<<<<

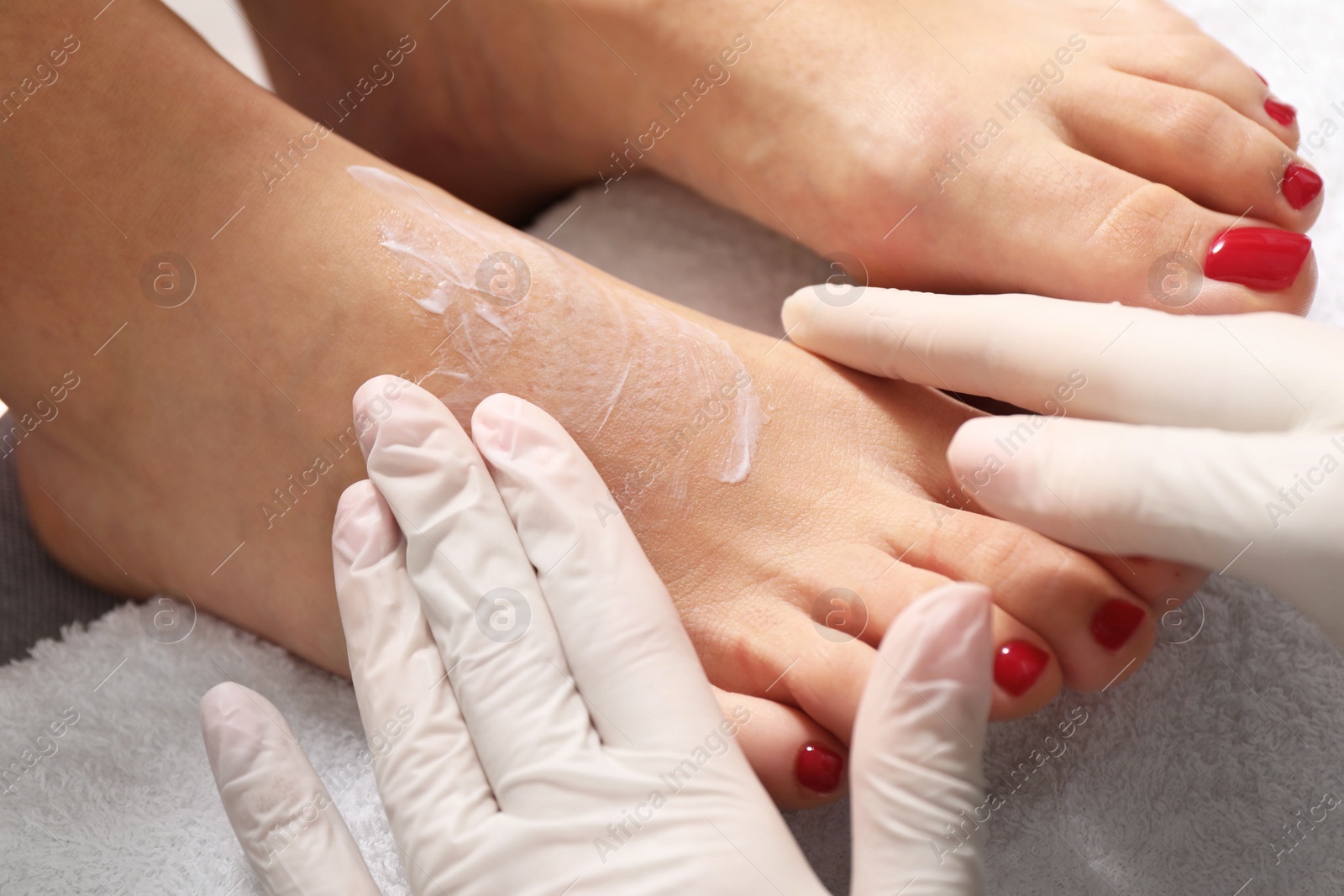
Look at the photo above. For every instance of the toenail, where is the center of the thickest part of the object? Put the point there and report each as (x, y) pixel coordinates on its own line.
(1116, 622)
(1257, 257)
(1018, 665)
(819, 768)
(1281, 112)
(1301, 186)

>>>>

[WORK TO BE COMPLETED] After removing the pictures, repeat the remaining records exactly.

[YOUR RESPONSE]
Look at the photo above. For every instance of the toenail, where is the center of the thickest part of the object? Put the point there and report each as (x, y) pixel coordinates on its own line.
(1116, 622)
(1257, 257)
(1018, 665)
(819, 768)
(1281, 112)
(1301, 186)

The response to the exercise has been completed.